GIVEN REQUEST →
Give as output the line that contains "Could you indicate the door handle", followed by every remaining line of the entries, unchanged and with nothing added.
━━━━━ RECORD EXTRACTS ━━━━━
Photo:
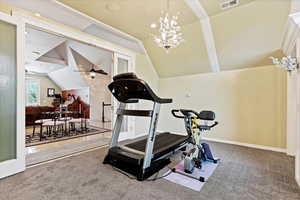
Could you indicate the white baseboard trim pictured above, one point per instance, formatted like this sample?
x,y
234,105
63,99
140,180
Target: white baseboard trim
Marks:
x,y
246,145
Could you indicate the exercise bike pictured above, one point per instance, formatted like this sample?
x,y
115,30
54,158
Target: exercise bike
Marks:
x,y
196,152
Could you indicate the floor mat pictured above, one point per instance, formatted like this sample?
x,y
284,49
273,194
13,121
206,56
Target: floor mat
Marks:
x,y
206,171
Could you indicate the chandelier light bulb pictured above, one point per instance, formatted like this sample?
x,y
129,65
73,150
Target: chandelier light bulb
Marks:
x,y
170,35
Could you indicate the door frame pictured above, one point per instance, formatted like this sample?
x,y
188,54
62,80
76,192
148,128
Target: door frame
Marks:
x,y
17,165
131,121
61,30
297,157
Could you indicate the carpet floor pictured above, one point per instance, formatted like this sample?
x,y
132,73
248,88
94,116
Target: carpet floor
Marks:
x,y
243,173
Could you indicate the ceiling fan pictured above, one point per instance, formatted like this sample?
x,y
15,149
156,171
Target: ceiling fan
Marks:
x,y
94,71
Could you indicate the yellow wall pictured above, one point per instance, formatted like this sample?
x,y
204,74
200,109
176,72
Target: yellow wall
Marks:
x,y
145,71
249,104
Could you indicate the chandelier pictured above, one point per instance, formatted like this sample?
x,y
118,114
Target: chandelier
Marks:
x,y
288,63
170,35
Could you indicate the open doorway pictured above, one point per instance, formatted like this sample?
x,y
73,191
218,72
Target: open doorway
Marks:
x,y
68,105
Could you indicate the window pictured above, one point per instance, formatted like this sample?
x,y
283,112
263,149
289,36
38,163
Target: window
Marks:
x,y
32,92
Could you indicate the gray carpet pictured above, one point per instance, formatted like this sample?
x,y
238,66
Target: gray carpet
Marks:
x,y
243,174
65,150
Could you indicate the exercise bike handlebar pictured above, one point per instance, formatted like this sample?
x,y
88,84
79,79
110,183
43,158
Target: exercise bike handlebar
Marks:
x,y
215,124
177,116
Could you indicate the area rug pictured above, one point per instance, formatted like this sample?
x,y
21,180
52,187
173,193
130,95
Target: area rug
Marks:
x,y
206,171
34,141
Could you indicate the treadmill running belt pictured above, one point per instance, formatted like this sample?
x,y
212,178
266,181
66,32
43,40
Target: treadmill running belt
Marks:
x,y
162,142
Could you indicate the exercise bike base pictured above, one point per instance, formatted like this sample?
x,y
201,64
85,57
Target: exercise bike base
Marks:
x,y
201,178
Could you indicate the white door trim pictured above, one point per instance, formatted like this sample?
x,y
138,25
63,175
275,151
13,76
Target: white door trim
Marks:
x,y
17,165
297,159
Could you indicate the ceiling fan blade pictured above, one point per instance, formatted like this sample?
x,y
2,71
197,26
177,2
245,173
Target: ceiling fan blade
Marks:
x,y
101,72
80,71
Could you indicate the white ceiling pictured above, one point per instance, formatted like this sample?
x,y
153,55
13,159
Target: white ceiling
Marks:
x,y
57,11
46,52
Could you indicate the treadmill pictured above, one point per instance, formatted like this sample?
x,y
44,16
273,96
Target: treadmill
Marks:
x,y
145,157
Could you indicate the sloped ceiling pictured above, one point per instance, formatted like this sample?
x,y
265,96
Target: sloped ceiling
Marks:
x,y
188,58
212,7
245,35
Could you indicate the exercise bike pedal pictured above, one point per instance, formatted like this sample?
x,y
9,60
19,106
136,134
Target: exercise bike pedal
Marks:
x,y
202,179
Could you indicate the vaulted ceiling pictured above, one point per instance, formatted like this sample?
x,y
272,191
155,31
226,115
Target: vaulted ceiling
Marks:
x,y
245,35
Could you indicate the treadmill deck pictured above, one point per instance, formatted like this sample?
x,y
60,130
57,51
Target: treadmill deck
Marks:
x,y
163,141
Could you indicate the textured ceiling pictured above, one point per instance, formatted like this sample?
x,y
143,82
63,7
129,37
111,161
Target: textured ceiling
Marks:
x,y
245,36
213,7
244,39
188,58
131,16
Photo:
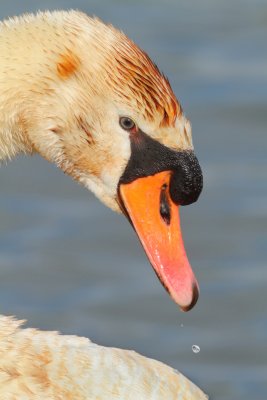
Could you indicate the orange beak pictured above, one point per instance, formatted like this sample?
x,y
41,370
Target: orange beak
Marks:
x,y
155,218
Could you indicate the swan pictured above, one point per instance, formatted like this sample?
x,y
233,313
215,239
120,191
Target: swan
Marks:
x,y
85,97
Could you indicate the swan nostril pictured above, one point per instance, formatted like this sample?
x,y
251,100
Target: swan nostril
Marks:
x,y
164,208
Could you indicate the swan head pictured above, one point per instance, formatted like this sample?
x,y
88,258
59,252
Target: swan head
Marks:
x,y
116,126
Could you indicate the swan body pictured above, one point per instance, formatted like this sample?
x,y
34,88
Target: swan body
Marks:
x,y
37,365
86,98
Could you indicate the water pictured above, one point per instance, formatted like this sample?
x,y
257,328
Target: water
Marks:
x,y
67,263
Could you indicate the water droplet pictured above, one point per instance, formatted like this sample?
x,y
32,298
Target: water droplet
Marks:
x,y
195,348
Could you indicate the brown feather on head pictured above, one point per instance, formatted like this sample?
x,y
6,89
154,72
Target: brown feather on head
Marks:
x,y
133,75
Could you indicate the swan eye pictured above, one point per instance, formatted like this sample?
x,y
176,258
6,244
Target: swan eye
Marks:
x,y
128,124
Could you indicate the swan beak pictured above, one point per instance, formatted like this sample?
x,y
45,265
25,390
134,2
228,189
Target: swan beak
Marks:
x,y
147,203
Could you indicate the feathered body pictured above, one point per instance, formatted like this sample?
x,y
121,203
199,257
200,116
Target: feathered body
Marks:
x,y
65,80
37,365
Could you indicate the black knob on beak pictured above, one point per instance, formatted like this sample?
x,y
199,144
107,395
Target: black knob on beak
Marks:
x,y
186,181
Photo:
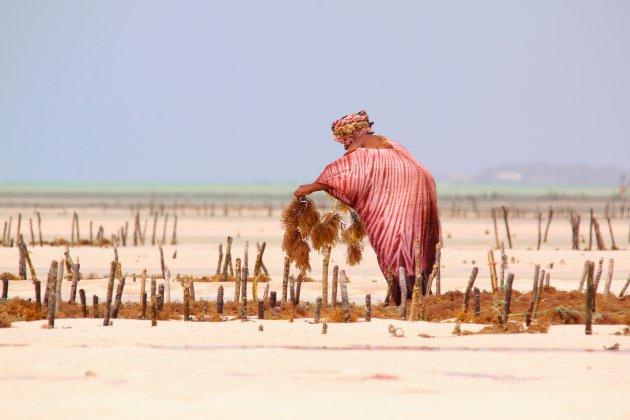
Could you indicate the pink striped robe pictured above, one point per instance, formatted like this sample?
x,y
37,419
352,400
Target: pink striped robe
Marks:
x,y
396,199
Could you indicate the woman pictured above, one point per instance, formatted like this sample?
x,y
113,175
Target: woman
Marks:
x,y
394,196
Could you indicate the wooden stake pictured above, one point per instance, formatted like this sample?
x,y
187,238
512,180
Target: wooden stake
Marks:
x,y
508,297
118,299
507,225
220,259
52,281
402,280
95,313
154,303
471,282
476,302
220,300
318,310
75,282
83,302
110,293
325,265
285,278
590,300
345,304
611,266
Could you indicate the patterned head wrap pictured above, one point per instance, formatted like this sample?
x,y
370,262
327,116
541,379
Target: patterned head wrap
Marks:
x,y
351,126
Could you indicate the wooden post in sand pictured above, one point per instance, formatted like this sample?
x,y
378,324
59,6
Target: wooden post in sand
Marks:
x,y
587,264
532,301
52,281
244,294
83,302
220,300
549,217
589,301
154,303
476,302
285,278
220,259
402,281
110,293
345,304
318,310
39,228
118,298
507,225
333,292
325,265
5,287
471,282
496,230
493,274
237,281
508,297
611,266
75,282
95,313
575,230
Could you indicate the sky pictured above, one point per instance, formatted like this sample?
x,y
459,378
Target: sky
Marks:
x,y
245,91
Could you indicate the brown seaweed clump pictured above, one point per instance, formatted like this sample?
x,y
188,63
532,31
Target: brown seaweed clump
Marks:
x,y
327,231
298,220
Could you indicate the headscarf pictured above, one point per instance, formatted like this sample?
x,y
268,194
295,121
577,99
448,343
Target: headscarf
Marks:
x,y
351,126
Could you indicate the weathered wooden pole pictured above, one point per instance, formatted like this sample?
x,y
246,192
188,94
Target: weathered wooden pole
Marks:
x,y
333,292
154,303
58,285
325,265
261,309
52,281
220,259
402,281
611,267
476,302
285,278
318,310
244,294
83,302
496,230
589,301
471,282
110,293
298,288
508,297
532,301
220,300
237,281
75,282
174,237
507,225
95,313
118,298
345,304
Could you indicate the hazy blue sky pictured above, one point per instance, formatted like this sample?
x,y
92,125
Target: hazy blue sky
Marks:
x,y
245,90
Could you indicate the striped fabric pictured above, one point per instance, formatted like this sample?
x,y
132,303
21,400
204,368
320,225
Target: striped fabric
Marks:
x,y
396,199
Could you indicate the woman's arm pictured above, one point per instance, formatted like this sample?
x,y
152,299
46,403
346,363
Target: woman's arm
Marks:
x,y
310,188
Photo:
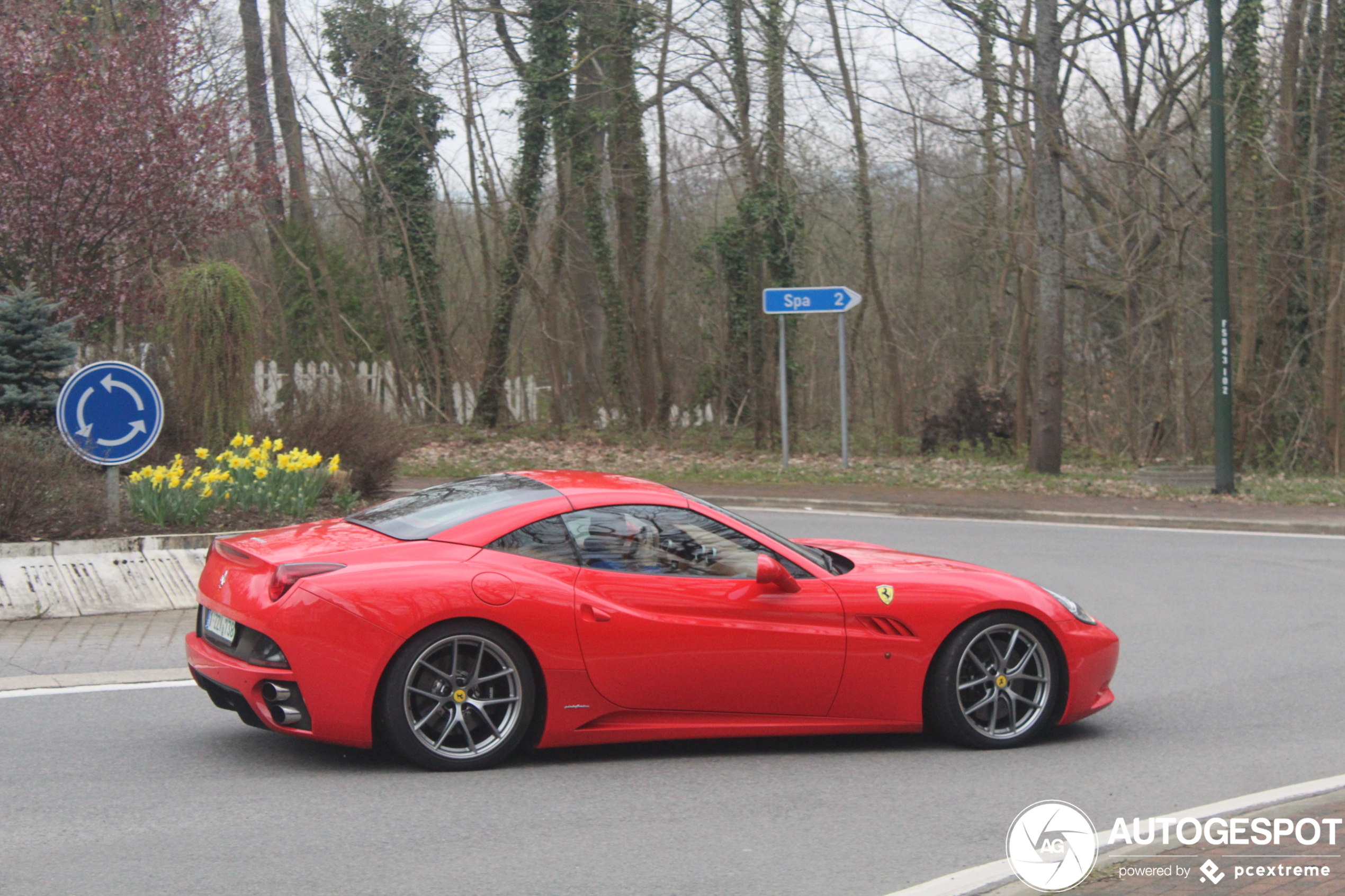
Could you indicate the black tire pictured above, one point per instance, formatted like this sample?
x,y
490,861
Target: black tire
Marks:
x,y
459,696
997,683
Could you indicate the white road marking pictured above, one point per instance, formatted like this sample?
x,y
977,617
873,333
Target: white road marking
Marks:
x,y
139,685
747,511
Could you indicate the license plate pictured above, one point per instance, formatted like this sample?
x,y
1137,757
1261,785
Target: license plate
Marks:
x,y
222,628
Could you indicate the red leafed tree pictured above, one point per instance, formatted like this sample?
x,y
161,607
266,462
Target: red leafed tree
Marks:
x,y
111,161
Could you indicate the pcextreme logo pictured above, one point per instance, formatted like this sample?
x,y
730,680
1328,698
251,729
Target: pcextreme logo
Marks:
x,y
1051,845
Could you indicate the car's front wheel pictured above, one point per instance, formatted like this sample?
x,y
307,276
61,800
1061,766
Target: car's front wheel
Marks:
x,y
459,696
996,683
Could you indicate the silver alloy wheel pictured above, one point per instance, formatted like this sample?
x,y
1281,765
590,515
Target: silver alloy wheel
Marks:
x,y
1004,682
463,696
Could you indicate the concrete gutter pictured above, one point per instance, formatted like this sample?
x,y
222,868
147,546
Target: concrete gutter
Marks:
x,y
93,679
51,580
1288,527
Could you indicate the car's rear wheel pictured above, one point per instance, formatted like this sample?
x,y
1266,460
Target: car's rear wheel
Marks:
x,y
996,683
459,696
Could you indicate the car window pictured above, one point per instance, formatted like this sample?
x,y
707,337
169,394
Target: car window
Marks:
x,y
545,540
431,511
662,540
822,558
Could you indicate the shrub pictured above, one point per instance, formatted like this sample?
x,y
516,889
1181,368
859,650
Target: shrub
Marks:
x,y
33,351
213,320
45,490
978,415
350,425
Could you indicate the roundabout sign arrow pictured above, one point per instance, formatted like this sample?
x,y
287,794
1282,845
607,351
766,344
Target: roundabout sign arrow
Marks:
x,y
110,413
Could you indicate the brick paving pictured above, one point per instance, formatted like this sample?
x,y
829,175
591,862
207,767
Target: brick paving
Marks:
x,y
95,644
1289,855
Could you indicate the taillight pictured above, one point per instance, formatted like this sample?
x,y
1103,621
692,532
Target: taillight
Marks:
x,y
288,574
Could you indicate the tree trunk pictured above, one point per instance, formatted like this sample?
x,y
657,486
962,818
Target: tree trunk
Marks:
x,y
1249,201
291,136
631,198
864,198
1048,401
545,89
1282,257
258,112
661,260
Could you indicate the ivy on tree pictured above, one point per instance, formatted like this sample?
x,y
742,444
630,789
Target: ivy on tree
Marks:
x,y
375,50
34,348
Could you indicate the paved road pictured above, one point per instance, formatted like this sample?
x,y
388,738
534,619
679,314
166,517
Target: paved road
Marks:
x,y
1230,683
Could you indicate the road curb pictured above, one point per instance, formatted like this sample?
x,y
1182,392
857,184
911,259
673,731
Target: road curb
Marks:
x,y
86,679
1137,520
53,580
996,877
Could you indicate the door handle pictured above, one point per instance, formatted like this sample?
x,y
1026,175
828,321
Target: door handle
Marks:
x,y
594,614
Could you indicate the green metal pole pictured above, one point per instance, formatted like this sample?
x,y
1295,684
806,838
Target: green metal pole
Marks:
x,y
1224,483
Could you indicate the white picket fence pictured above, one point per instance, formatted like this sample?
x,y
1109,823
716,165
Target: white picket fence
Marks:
x,y
379,381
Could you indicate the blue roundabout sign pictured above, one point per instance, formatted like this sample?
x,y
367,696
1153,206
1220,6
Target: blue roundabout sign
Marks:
x,y
110,413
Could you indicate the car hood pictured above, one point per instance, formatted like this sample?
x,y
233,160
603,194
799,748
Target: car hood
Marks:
━━━━━
FULL RESPONSE →
Could you indicate the door handle pictured above, one point per instance, formatted like this sample?
x,y
1026,175
828,321
Target: door handle
Marks:
x,y
594,614
Could you indicate the green metal pole pictured above, one point per instance, formatted like this sample?
x,y
1295,684
806,838
Target: green metal pole
Marks:
x,y
1224,483
Could you indicate the white picket fence pictured above, one point per instance, formatted like this sample?
x,y
1109,823
716,165
Target: white picket fence
Marks:
x,y
379,381
Could you indicate the blue roundabout sign pictured above, one point per instance, formatted like this sample?
x,y
367,696
1153,206
1220,6
Target: blue roundabout sign
Marks:
x,y
110,413
Could you indicate the car hood pictured above, one point per instance, formatted like this sample?
x,y
233,160
603,194
799,748
Target: car hood
Marks:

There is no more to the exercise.